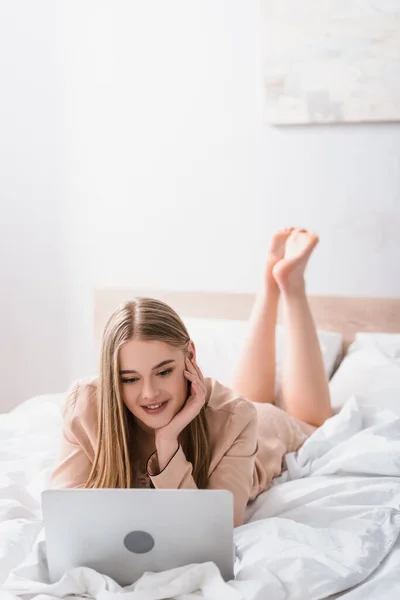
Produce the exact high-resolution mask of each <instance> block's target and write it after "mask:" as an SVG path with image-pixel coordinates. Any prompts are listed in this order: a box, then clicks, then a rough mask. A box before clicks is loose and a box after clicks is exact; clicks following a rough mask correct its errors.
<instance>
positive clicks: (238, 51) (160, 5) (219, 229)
mask: <svg viewBox="0 0 400 600" xmlns="http://www.w3.org/2000/svg"><path fill="white" fill-rule="evenodd" d="M22 5H23V9H21V6H22ZM0 10H1V11H2V14H1V15H0V16H1V18H0V40H1V41H0V43H1V45H2V50H3V51H2V52H1V59H0V60H1V61H2V62H1V63H0V64H1V80H2V82H3V84H2V87H3V89H5V90H7V93H6V94H5V96H4V97H3V98H2V102H3V103H5V107H6V110H5V111H4V110H3V111H1V113H0V130H1V131H5V135H2V141H1V142H0V144H1V153H2V158H3V161H2V162H3V166H5V169H4V174H5V175H4V176H3V177H2V178H1V179H0V198H1V202H2V207H3V213H4V214H5V215H6V216H5V218H4V219H2V222H1V228H2V229H1V233H2V241H3V244H4V246H3V248H4V249H3V252H2V258H1V261H2V262H1V267H0V268H1V271H0V272H1V278H2V289H3V295H2V307H3V310H2V317H1V319H2V339H3V343H2V346H1V349H0V354H1V361H2V365H3V368H5V371H6V378H5V383H4V380H3V392H2V398H1V403H0V410H6V409H7V408H10V407H11V406H13V405H15V404H17V403H18V402H20V401H21V400H23V399H25V398H26V397H29V396H31V395H33V394H36V393H40V392H49V391H59V390H63V389H65V387H66V385H67V383H68V381H70V380H71V379H73V378H75V377H80V376H84V375H86V374H90V373H92V372H93V371H94V370H95V365H94V364H93V350H92V348H93V346H92V333H93V328H92V322H91V317H92V306H91V293H92V290H93V288H94V287H106V286H117V285H118V286H119V285H120V286H126V285H130V284H132V285H135V286H138V285H154V286H160V287H168V288H175V289H207V290H224V291H255V290H256V287H257V282H258V277H259V273H260V270H261V269H262V264H263V259H264V256H265V250H266V246H267V243H268V239H269V237H270V235H271V233H272V232H273V231H274V230H275V229H277V228H280V227H284V226H287V225H292V224H299V225H302V226H305V227H309V228H311V229H314V230H316V231H317V232H318V233H319V234H320V236H321V243H320V247H319V249H318V252H317V253H316V254H315V256H314V257H313V261H312V263H311V265H310V268H309V272H308V286H309V291H310V292H311V293H314V294H344V295H364V296H393V297H394V296H400V277H399V276H398V263H399V255H400V249H399V235H398V232H399V229H400V161H399V159H398V157H399V156H400V126H399V124H379V125H346V126H331V127H317V126H314V127H297V128H296V127H290V128H273V127H269V126H268V125H267V124H266V121H265V117H264V114H263V89H262V61H261V49H260V36H261V22H260V17H259V2H258V0H247V1H246V2H240V1H235V2H232V0H217V1H216V0H204V1H203V2H201V3H200V2H188V1H187V0H170V2H168V3H165V2H162V1H161V0H159V1H154V2H151V3H149V2H147V3H144V2H125V1H119V2H113V3H111V2H104V1H97V2H95V3H94V2H89V1H86V2H81V1H80V2H77V1H70V2H68V3H67V2H59V3H53V2H51V1H43V0H41V1H38V2H36V3H35V6H34V7H33V6H32V5H30V4H29V2H22V1H20V2H19V3H18V4H16V3H13V2H11V1H7V2H3V3H2V4H1V9H0ZM21 209H22V210H21ZM21 215H23V217H22V218H21ZM16 240H18V243H17V244H16ZM27 267H28V268H27ZM26 298H29V302H28V304H27V303H26ZM25 334H26V335H25ZM26 338H28V339H30V340H31V342H30V343H29V344H27V343H26ZM20 364H23V365H24V367H23V368H24V371H23V373H22V376H21V371H20V366H19V365H20Z"/></svg>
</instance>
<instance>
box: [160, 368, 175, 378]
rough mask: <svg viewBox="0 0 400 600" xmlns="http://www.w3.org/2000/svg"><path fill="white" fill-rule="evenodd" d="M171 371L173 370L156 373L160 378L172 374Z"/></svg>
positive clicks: (165, 369)
mask: <svg viewBox="0 0 400 600" xmlns="http://www.w3.org/2000/svg"><path fill="white" fill-rule="evenodd" d="M172 371H173V369H165V371H160V373H158V375H161V377H167V375H169V374H170V373H172Z"/></svg>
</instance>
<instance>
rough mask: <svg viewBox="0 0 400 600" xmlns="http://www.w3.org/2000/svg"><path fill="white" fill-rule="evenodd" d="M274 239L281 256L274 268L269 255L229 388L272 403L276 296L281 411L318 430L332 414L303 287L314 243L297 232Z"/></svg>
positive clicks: (288, 230)
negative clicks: (281, 342) (283, 363)
mask: <svg viewBox="0 0 400 600" xmlns="http://www.w3.org/2000/svg"><path fill="white" fill-rule="evenodd" d="M277 235H278V236H282V237H284V235H285V238H284V249H283V253H282V249H281V256H280V257H279V258H278V260H275V262H274V259H275V258H276V255H277V254H278V253H277V252H275V253H272V254H270V256H272V258H271V260H269V261H268V263H267V277H266V285H265V288H264V290H263V292H264V293H261V294H260V296H259V298H258V299H257V301H256V305H255V308H254V310H253V314H252V317H251V321H250V333H249V337H248V340H247V344H246V346H245V349H244V353H243V356H242V359H241V361H240V363H239V365H238V369H237V374H236V378H235V381H234V387H235V389H237V390H238V391H239V392H241V393H243V395H245V396H246V397H248V398H249V399H250V400H252V401H254V402H271V401H272V399H273V396H274V393H273V392H274V386H275V324H276V317H277V305H278V299H279V290H280V292H281V296H282V301H283V309H284V322H285V331H286V356H285V361H284V366H283V378H282V396H283V405H284V408H285V409H286V410H287V412H288V413H289V414H291V415H292V416H293V417H296V418H297V419H299V420H300V421H304V422H305V423H308V424H310V425H312V426H316V427H319V426H320V425H322V423H323V422H324V421H325V420H326V419H327V418H329V417H330V416H331V415H332V411H331V407H330V397H329V386H328V380H327V377H326V374H325V369H324V365H323V360H322V355H321V350H320V346H319V341H318V337H317V333H316V329H315V325H314V322H313V318H312V315H311V312H310V308H309V305H308V301H307V296H306V291H305V282H304V270H305V268H306V265H307V261H308V259H309V257H310V255H311V252H312V250H313V249H314V247H315V246H316V244H317V243H318V238H317V236H315V235H314V234H311V233H309V232H307V231H305V230H300V229H292V230H285V231H284V232H281V233H280V234H277ZM282 237H281V241H282ZM274 240H275V236H274ZM273 246H274V241H273V245H272V247H273ZM273 263H274V264H273ZM271 265H272V276H273V279H274V281H275V283H276V284H277V286H278V292H277V294H275V292H272V291H270V290H272V289H273V287H271V285H270V284H271V282H270V281H269V273H270V270H271ZM265 292H266V293H265ZM268 292H269V295H268ZM265 363H268V364H267V365H266V364H265ZM272 368H273V375H272Z"/></svg>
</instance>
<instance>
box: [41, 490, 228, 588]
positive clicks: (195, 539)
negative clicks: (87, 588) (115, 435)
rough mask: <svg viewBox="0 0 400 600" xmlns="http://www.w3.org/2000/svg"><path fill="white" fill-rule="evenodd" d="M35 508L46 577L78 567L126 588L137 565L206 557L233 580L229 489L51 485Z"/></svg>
mask: <svg viewBox="0 0 400 600" xmlns="http://www.w3.org/2000/svg"><path fill="white" fill-rule="evenodd" d="M42 509H43V521H44V528H45V535H46V550H47V561H48V567H49V576H50V580H51V581H52V582H55V581H58V580H59V579H60V578H61V577H62V576H63V575H64V573H65V572H66V571H68V570H69V569H73V568H74V567H81V566H85V567H90V568H92V569H95V570H96V571H98V572H99V573H102V574H104V575H108V576H109V577H111V578H112V579H114V580H115V581H116V582H117V583H119V584H120V585H121V586H126V585H130V584H132V583H134V582H135V581H136V580H137V579H139V577H141V575H143V573H144V572H145V571H153V572H159V571H165V570H167V569H173V568H176V567H181V566H184V565H188V564H192V563H202V562H207V561H212V562H214V563H215V564H216V565H217V566H218V568H219V569H220V572H221V575H222V577H223V578H224V579H225V580H226V581H228V580H229V579H232V578H233V565H234V542H233V496H232V494H231V492H228V491H225V490H153V489H51V490H46V491H44V492H42Z"/></svg>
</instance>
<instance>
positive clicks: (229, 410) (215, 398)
mask: <svg viewBox="0 0 400 600" xmlns="http://www.w3.org/2000/svg"><path fill="white" fill-rule="evenodd" d="M205 383H206V387H207V392H208V393H207V409H208V411H209V412H212V413H218V414H219V415H221V416H222V417H223V418H225V420H227V421H228V420H229V421H231V420H232V417H237V418H239V419H240V420H241V421H242V423H243V425H245V424H246V422H247V421H251V420H252V419H257V410H256V408H255V406H254V404H253V403H252V402H250V400H247V398H245V397H244V396H242V395H241V394H239V393H238V392H235V391H234V390H232V389H231V388H229V387H227V386H225V385H223V384H222V383H220V382H219V381H217V380H216V379H210V378H208V377H206V378H205Z"/></svg>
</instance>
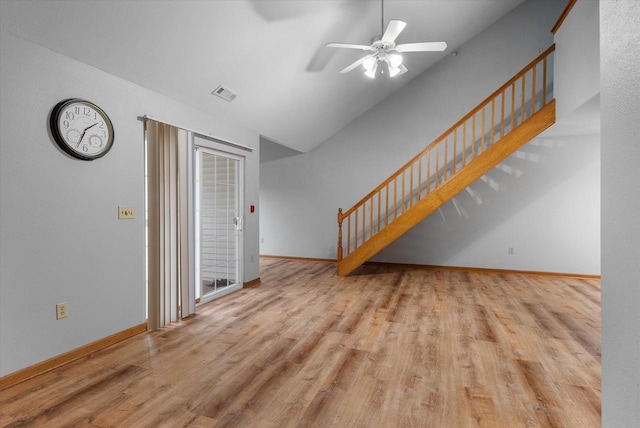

WHAT THE TASK REQUIRES —
Turn everything in the listing from its very first line down to and including the line containing "positive clicks: (238, 51)" into a numbered list, skipping any blank lines and leaving out the pictures.

ANSWER TO THE PROBLEM —
1. Produce the exact high-resolution mask of each <instance> block's target and write it after "mask:" as an SVG path with image-pixel coordinates. Any prompts are listed in this order: a box, then clicks, then a rough mask. A box before clicks is loose and a box after clicks is exact; clicks following a rough mask correct its errors.
2. <instance>
3. positive clicks: (238, 51) (160, 5) (219, 229)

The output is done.